═════ TEXTE PRÉSENTÉ

C'est dans cette album qu'apparait pour la première fois la célèbre automobile de Gaston, objet emblématique de la série appelé à un grand avenir et qui mérite bien que l'on se penche un peu sur son cas.

Une fois de plus je déplore de ne pouvoir intégrer ni image ni notes de bas de pages ! Les références sont donc intégré au corps du texte entre parenthèses et en italiques.

Lorsqu'il acquière son automobile en 1964, Gaston n'est déjà plus le personnage replié sur lui-même coupé du monde de ses premières apparitions, il essaye régulièrement de mettre son génie créatif au service de la rédaction et développe une amourette avec la secrétaire Jeanne. Sitôt qu'il acquière sa voiture, il s'empresse de la présenter à Fantasio avec lequel il entretient des rapports de type clown blanc, auguste mêlant amour et animosité. Tout à sa joie, il ignore les sarcasmes de ce dernier.

══════════
═════ MATÉRIEL FOURNI

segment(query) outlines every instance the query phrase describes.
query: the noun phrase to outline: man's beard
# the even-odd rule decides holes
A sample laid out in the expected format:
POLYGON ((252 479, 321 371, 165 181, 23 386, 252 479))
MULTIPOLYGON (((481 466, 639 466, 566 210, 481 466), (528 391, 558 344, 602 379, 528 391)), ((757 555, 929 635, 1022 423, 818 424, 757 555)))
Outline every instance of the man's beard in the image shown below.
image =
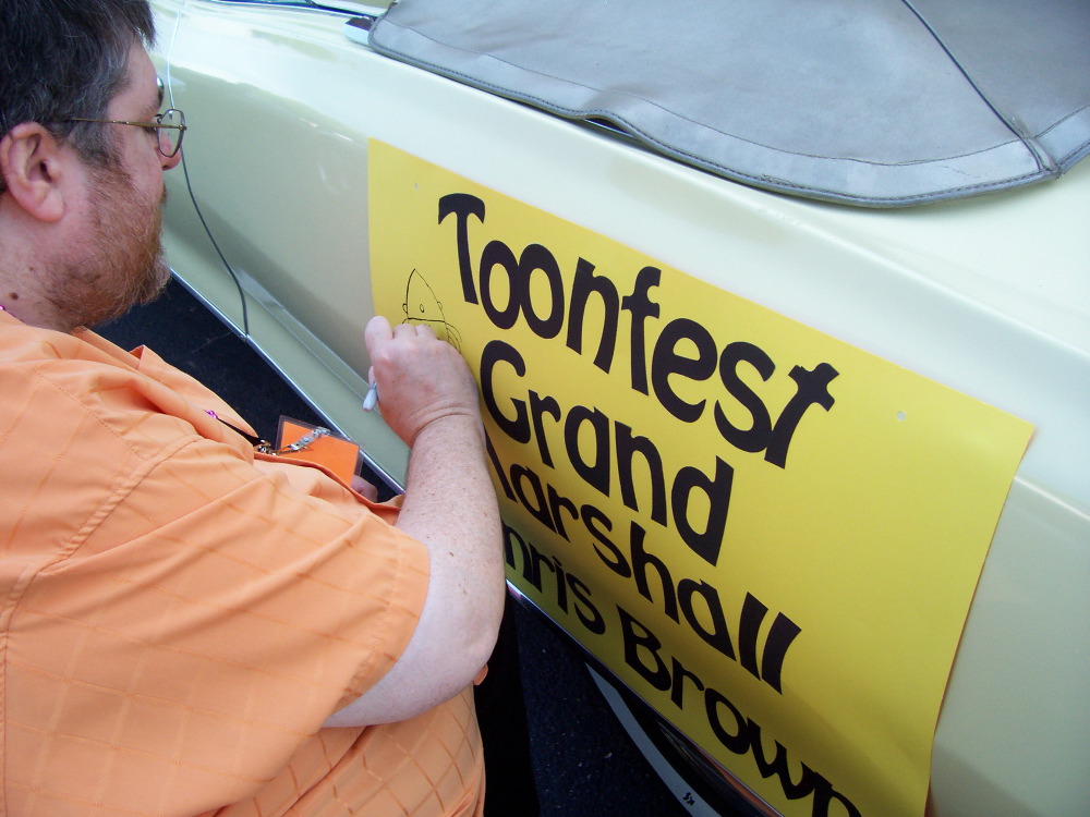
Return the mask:
POLYGON ((154 301, 170 280, 162 257, 162 205, 141 200, 121 168, 92 171, 97 196, 88 244, 59 270, 49 301, 72 329, 105 324, 154 301))

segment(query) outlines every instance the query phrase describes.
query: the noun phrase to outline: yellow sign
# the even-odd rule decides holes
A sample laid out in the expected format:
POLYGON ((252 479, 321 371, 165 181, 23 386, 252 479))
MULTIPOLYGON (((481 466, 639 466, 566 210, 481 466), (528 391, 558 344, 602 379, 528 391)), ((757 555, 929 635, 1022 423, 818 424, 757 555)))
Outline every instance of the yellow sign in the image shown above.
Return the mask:
POLYGON ((479 378, 511 581, 784 815, 922 815, 1031 427, 388 145, 368 172, 375 304, 479 378))

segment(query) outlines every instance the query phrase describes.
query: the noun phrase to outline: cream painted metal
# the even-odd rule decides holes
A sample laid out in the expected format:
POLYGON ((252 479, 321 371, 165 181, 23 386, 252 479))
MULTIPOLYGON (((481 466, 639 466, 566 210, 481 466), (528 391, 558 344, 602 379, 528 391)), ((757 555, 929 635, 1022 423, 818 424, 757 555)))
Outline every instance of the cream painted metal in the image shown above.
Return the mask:
POLYGON ((247 314, 180 170, 171 265, 395 479, 403 447, 360 410, 383 275, 372 137, 1033 423, 940 719, 932 810, 1090 813, 1090 163, 916 209, 803 202, 379 57, 344 14, 154 5, 189 181, 247 314))

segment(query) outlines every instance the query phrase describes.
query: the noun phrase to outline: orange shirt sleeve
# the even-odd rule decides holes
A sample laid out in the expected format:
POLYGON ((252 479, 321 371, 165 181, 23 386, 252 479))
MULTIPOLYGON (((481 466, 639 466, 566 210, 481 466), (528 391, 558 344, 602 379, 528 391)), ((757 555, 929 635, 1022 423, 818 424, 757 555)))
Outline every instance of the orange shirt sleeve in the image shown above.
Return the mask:
POLYGON ((207 438, 140 374, 4 375, 7 807, 192 815, 251 796, 397 660, 426 550, 332 480, 301 490, 207 438))

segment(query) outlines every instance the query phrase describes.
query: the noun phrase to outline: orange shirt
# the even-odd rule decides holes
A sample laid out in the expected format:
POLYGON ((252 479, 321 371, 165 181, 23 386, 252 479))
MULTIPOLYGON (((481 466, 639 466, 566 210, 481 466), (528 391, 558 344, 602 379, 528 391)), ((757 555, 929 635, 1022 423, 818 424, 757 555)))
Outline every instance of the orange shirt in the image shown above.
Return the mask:
POLYGON ((147 350, 0 313, 0 813, 480 815, 472 694, 320 729, 401 655, 427 553, 147 350))

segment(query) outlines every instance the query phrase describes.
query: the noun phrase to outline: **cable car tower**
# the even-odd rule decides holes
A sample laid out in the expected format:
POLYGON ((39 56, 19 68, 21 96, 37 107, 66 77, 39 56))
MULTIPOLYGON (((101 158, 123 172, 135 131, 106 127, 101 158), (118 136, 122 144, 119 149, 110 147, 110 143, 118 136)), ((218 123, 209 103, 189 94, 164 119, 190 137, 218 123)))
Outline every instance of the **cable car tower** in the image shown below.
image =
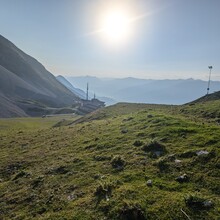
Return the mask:
POLYGON ((207 95, 209 94, 212 66, 208 66, 208 68, 209 68, 209 81, 208 81, 207 95))

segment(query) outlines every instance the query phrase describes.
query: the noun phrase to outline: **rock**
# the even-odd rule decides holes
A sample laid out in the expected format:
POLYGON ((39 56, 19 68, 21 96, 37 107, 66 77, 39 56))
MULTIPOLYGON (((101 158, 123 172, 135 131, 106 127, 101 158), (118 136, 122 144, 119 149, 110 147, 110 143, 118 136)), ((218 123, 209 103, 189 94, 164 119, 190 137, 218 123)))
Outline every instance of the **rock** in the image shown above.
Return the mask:
POLYGON ((187 174, 184 173, 183 175, 177 177, 175 180, 179 183, 185 183, 189 181, 189 177, 187 174))
POLYGON ((68 199, 69 201, 73 201, 73 200, 77 199, 77 195, 75 195, 75 194, 70 194, 69 196, 67 196, 67 199, 68 199))
POLYGON ((210 200, 206 200, 206 201, 203 202, 203 206, 205 208, 211 208, 213 206, 213 202, 210 201, 210 200))
POLYGON ((128 133, 128 129, 126 129, 126 128, 122 129, 122 130, 121 130, 121 133, 122 133, 122 134, 128 133))
POLYGON ((207 155, 207 154, 209 154, 209 152, 206 151, 206 150, 200 150, 200 151, 197 151, 197 152, 196 152, 196 155, 197 155, 197 156, 207 155))
POLYGON ((148 181, 147 181, 147 186, 150 186, 150 187, 153 186, 153 182, 152 182, 152 180, 148 180, 148 181))

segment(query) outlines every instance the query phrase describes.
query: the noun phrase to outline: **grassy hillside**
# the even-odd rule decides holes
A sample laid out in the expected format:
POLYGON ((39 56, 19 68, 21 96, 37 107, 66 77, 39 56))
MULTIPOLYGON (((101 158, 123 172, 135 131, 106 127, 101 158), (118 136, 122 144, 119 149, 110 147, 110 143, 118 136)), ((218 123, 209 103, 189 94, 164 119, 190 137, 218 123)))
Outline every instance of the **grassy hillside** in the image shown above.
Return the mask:
POLYGON ((1 120, 0 219, 218 219, 219 115, 199 105, 1 120))

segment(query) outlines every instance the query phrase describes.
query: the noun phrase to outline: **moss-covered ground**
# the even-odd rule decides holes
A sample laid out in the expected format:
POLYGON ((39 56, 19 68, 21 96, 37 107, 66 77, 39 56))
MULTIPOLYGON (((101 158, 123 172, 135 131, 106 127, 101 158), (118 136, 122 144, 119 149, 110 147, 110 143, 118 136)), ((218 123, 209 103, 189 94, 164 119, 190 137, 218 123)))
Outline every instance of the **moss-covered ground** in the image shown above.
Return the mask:
POLYGON ((219 107, 1 119, 0 219, 219 219, 219 107))

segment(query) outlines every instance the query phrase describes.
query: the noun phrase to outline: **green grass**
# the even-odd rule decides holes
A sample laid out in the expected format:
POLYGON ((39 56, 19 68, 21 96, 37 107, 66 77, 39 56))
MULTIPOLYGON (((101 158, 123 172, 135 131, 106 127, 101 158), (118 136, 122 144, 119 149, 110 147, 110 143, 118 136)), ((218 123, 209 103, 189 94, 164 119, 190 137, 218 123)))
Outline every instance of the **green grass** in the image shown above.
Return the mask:
POLYGON ((220 127, 199 109, 122 103, 71 125, 70 118, 0 120, 0 216, 169 220, 187 219, 184 211, 218 219, 220 127), (177 182, 184 173, 189 181, 177 182))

══════════

■ CONSIGNES ■
(1) D'après le texte sur l'automobile de Gaston, en quelle année Gaston acquiert-il sa voiture ?
(2) Indiquez si chacune des affirmations suivantes concorde avec le texte sur l'automobile de Gaston, en citant les mots décisifs : (a) les références figurent entre parenthèses et en italiques dans le corps du texte ; (b) Gaston présente d'abord sa voiture à Jeanne ; (c) Gaston répond vivement aux sarcasmes de Fantasio.
(3) Reprenez le texte sur l'automobile de Gaston à la suite de sa dernière phrase.

■ RÉPONSES ATTENDUES ■
(1) En 1964.

(2)
(a) Oui : « Les références sont donc intégré au corps du texte entre parenthèses et en italiques. »
(b) Non : « il s'empresse de la présenter à Fantasio »
(c) Non : « il ignore les sarcasmes de ce dernier. »

(3)
Gag n° 321 1964 :

Fantasio : « C'est sérieux ? Vous l'avez achetée !?

Gaston : Oui... D'occasion, tu sais !... Le gars, ça lui fendait le cœur de s'en séparer...

Fantasio : … ça ! C'est tout ce qui lui restait de ses aïeux.

Gaston : Oh! Il ne poussait pas à la vente...

Fantasio : ...fatigué de pousser sans doute... »

La propriété d'une voiture illustre le besoin psychologique de reconnaissance de Gaston de la part du monde adulte, tout au long de la série il propose régulièrement de les transporter aux chefs de la rédactions Fantasio et Prunelle et constitue un élément important de sa stratégie de séduction à l'égard de Jeanne. Avant de posséder sa propre voiture, il exprime son désir à l'égard de Jeanne sous la forme d'une métaphore automobile en arrivant à un rendez-vous aux commandes d'un bulldozer (gag n° 288 1964) et cherche faire participer à celle-ci à son rêve automobile en lui apprenant à conduire (gag n°358 1965). Tout au long de la saga la petite voiture ne cesse de faire lien entre Jeanne et Gaston, notamment au cours des longues promenades qu'ils font ensemble.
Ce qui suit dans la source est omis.